A new research has revealed how to wipe out polio and prevent its reemergence.
The University of Michigan study shows that the job won’t be over when the last case of the horrible paralytic disease is recorded.
Researchers Micaela Martinez-Bakker and Aaron A. King and Pejman Rohani use disease-transmission models to show that silent transmission of poliovirus could continue for more than three years with no reported cases.
To ensure that the disease is truly eradicated, aggressive surveillance programs and vaccination campaigns must continue in endemic countries for years after the last reported case, they conclude.
Martinez-Bakker said that using transmission models, they demonstrate that one can have sustained chains of silent transmission in populations for more than three years, without a single person ever showing up as a reported polio case.
She added that once people think they’ve eradicated polio, they probably should intensify the environmental surveillance to make sure the virus is not just lurking under the hood at very low levels. Polio eradication is about eradicating the virus. It’s not about eradicating the disease paralytic polio.

— DATASET EXTRACT —
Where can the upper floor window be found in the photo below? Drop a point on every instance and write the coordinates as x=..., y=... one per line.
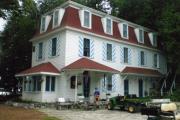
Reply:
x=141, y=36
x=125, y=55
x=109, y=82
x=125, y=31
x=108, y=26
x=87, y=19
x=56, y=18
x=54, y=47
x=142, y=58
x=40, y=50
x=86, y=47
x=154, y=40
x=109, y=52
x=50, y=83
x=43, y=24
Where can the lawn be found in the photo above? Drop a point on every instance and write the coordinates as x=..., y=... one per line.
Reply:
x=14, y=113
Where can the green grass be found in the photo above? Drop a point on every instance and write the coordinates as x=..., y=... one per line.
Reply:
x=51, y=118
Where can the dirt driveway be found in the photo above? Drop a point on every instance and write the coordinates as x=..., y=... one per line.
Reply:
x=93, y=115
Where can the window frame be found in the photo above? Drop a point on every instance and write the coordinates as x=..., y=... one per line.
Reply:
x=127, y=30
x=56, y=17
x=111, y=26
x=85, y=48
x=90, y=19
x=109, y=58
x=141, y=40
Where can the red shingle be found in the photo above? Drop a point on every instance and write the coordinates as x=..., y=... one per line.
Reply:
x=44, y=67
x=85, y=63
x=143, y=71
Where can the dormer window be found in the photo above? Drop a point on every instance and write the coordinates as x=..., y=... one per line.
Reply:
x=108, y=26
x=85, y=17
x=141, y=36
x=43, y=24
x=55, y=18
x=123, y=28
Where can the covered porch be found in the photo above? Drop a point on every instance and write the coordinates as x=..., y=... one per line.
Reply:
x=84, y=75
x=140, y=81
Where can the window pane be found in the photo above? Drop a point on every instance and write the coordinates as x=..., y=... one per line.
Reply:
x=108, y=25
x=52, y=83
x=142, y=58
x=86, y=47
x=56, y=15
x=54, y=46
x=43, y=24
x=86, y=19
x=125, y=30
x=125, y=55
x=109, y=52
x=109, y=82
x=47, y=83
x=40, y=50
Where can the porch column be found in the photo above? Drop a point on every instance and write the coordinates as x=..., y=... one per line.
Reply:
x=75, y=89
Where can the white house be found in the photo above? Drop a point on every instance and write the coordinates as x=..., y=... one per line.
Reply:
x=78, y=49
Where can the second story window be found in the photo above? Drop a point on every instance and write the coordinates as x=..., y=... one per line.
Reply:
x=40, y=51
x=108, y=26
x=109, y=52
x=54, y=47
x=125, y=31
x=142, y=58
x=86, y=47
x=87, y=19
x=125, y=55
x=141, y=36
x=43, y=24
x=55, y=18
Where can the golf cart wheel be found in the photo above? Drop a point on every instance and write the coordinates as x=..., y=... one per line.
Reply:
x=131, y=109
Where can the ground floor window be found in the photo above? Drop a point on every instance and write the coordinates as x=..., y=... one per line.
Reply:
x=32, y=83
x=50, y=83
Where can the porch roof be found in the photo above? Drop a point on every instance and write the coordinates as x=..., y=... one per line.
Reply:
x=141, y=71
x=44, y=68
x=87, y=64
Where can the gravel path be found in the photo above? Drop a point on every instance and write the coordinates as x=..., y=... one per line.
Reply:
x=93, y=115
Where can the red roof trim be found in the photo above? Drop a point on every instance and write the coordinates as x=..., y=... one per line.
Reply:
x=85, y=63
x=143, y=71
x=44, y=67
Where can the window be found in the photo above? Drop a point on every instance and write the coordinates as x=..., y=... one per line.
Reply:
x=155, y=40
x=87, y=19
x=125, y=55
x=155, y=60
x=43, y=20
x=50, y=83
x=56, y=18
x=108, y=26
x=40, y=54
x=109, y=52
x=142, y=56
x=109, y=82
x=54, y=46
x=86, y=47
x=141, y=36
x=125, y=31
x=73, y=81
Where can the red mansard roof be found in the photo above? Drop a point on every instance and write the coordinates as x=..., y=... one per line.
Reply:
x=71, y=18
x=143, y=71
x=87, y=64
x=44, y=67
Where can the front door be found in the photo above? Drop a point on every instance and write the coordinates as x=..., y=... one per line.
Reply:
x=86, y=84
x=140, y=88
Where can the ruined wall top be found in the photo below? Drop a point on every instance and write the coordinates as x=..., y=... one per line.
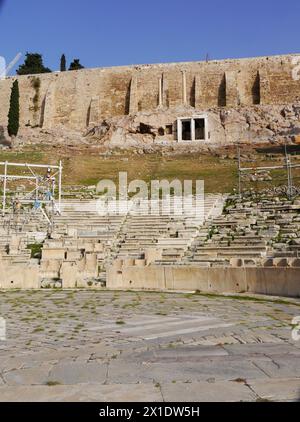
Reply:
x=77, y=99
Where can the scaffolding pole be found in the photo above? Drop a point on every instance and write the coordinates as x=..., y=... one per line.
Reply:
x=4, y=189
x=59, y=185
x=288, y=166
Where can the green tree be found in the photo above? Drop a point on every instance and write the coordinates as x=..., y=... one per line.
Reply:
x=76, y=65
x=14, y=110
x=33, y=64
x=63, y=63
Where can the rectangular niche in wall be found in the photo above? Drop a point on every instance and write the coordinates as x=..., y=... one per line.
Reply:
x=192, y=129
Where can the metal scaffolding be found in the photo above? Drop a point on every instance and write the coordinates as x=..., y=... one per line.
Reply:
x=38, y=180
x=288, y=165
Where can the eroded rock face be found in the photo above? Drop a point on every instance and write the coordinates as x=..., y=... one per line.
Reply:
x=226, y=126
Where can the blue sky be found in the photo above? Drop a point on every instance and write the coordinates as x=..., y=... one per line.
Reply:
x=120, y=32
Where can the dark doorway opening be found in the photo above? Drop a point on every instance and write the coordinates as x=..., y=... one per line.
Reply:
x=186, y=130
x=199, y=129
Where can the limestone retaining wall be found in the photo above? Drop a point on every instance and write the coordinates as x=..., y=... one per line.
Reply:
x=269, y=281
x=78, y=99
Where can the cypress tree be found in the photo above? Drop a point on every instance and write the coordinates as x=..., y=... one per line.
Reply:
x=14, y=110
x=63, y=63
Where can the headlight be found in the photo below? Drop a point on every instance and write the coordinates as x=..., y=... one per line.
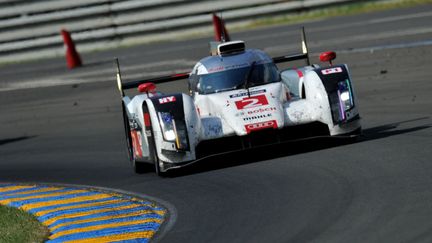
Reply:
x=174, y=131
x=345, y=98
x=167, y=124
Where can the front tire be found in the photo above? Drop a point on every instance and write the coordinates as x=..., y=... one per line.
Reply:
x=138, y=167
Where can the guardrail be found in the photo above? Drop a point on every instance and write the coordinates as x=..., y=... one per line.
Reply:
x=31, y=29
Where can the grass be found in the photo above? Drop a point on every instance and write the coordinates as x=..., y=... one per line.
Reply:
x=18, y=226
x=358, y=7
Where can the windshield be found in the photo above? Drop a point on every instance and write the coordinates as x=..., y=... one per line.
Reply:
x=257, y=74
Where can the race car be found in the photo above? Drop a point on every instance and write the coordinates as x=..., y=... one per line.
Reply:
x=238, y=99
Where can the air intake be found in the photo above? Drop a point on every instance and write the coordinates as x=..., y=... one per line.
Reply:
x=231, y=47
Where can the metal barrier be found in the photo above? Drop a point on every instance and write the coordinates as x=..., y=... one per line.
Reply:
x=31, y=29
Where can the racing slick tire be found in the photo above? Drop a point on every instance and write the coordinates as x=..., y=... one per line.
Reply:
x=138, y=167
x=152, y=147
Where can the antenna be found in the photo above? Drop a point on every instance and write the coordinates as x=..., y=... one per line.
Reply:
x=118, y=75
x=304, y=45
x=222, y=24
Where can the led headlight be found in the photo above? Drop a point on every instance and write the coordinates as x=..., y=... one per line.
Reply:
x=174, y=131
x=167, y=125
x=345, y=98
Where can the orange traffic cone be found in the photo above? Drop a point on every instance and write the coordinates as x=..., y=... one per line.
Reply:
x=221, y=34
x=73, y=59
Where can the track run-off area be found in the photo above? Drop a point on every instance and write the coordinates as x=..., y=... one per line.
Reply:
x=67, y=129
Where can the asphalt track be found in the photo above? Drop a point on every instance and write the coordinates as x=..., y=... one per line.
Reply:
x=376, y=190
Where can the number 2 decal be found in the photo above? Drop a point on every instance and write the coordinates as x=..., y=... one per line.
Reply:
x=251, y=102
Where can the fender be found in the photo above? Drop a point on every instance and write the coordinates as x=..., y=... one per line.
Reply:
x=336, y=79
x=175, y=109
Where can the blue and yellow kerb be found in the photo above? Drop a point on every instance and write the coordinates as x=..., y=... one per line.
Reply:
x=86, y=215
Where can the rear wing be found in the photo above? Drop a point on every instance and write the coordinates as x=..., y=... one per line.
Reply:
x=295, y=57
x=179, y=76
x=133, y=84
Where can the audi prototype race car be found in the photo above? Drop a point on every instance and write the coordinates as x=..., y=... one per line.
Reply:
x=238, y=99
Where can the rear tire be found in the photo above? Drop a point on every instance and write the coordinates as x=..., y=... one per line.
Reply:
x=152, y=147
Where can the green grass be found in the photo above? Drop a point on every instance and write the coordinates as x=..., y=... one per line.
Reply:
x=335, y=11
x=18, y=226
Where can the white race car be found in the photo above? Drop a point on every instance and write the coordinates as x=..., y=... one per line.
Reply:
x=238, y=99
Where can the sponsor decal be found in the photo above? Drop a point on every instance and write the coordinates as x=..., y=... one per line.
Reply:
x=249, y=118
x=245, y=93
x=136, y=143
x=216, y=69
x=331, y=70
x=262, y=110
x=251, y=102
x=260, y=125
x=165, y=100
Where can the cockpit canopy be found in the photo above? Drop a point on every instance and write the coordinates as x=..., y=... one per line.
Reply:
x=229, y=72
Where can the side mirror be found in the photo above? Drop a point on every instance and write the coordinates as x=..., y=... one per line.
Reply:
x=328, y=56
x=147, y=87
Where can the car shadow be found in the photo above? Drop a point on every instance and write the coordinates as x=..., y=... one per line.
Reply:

— PROBLEM DESCRIPTION —
Copy the passage of the polio text that opens with "To ensure that" and closes with "disease paralytic polio.", and in that passage switch every "surveillance" to "monitoring".

— RESPONSE TO THIS EXERCISE —
To ensure that the disease is truly eradicated, aggressive monitoring programs and vaccination campaigns must continue in endemic countries for years after the last reported case, they conclude.
Martinez-Bakker said that using transmission models, they demonstrate that one can have sustained chains of silent transmission in populations for more than three years, without a single person ever showing up as a reported polio case.
She added that once people think they’ve eradicated polio, they probably should intensify the environmental monitoring to make sure the virus is not just lurking under the hood at very low levels. Polio eradication is about eradicating the virus. It’s not about eradicating the disease paralytic polio.